Tâche courte A: Recopiez fidèlement le passage du texte sur la méditation collective qui s'ouvre sur les mots contenant « Méditation pour la » et se clôt sur « de les raviver. ».
Tâche courte B: Résumez en deux phrases le texte sur la méditation collective.

=== Texte fourni ===

Méditation pour la paix, pour la Terre, pour le monde... À chaque crise, comme pour remettre de l’ordre et restituer du sacré dans le chaos, nous ressentons avec une conscience aiguë l’urgence de nous tourner vers ce qui nous dépasse en nous rassemblant, en méditant et en priant. «
C’est la rupture opérée dans l’espace qui permet la constitution du monde », écrivait Mircea Eliade. Comme pour recréer le monde à chaque fois ?
Face aux graves atteintes commises envers la nature et notre Terre mère, l’humanité ressent des émotions fortes : de la culpabilité, de la colère, de l’impuissance. Or, les pratiques spirituelles collectives sont riches de potentiel : levier de changement, d’union, de transformation, moyen de se relier au grand Tout et de s’émerveiller... il est urgent de les raviver.
Sacraliser le temps et l’espace
Les sociétés traditionnelles offraient à chaque espace, chaque saison et donc au temps, une valeur qui donnait du sens à l’existence. Les fêtes, les célébrations, les rituels faisaient rejaillir à notre conscience notre appartenance à l’ensemble de la création. Notre vocation en tant qu’êtres humains n’est pas de vivre isolés. Au contraire, les liens sociaux, lorsqu’ils sont satisfaisants, nous rendent heureux, confiants et puissants. Bien entourés, nous sommes capables du meilleur. Ainsi, les traditions anciennes suspendaient le temps humain en le sacralisant et en rassemblant. Sacraliser le temps et l’espace, c’est poser un centre, un point de concentration à partir desquels il est possible de fixer son attention. Au cœur de l’espace, la flamme d’une bougie ou l’image d’une divinité deviennent le point d’ancrage des participants qui peuvent alors poser leurs intentions. Cette action mobilise le corps, le cœur et l’esprit. C’est aussi à partir de ce centre que se déploient les quatre directions. Les êtres humains deviennent à la fois les spectateurs et les acteurs d’une pièce de théâtre ou d’un récit imposé. Par la force de leurs intentions, ils se muent en participants actifs, cocréateurs du monde. Sous certaines conditions, le cercle formé par les participants génère un effet d’amplification des intentions. D’après Mircea Eliade, le cercle ou la sphère revêtent à travers l’histoire des religions une dimension numineuse, cette figure délimite ce qui appartient à l’être et ce qui relève du néant
(1) : l’intérieur représente l’être et ce qui se situe dehors, le néant. Alors, y a-t-il des effets tangibles à ces pratiques ? La méditation collective modifie-t-elle vraiment l’environnement ?

=== Données brutes ===

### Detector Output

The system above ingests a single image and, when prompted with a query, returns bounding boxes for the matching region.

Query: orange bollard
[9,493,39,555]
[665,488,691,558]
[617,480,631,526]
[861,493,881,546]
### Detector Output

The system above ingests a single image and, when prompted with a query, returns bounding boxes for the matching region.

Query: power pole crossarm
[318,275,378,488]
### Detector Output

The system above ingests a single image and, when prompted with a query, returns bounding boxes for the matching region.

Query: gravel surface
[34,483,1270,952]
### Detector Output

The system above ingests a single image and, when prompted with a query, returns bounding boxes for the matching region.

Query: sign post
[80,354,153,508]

===

Réponse A:
Méditation pour la paix, pour la Terre, pour le monde... À chaque crise, comme pour remettre de l’ordre et restituer du sacré dans le chaos, nous ressentons avec une conscience aiguë l’urgence de nous tourner vers ce qui nous dépasse en nous rassemblant, en méditant et en priant. «
C’est la rupture opérée dans l’espace qui permet la constitution du monde », écrivait Mircea Eliade. Comme pour recréer le monde à chaque fois ?
Face aux graves atteintes commises envers la nature et notre Terre mère, l’humanité ressent des émotions fortes : de la culpabilité, de la colère, de l’impuissance. Or, les pratiques spirituelles collectives sont riches de potentiel : levier de changement, d’union, de transformation, moyen de se relier au grand Tout et de s’émerveiller... il est urgent de les raviver.

Réponse B: Face aux graves atteintes portées à la nature, l'humanité ressent culpabilité, colère et impuissance, et il est urgent de raviver les pratiques spirituelles collectives, porteuses de changement, d'union et de transformation. À la manière des traditions anciennes qui sacralisaient le temps et l'espace, ces pratiques posent un centre où les participants fixent leur attention et leurs intentions, et le cercle qu'ils forment peut, sous certaines conditions, amplifier ces intentions.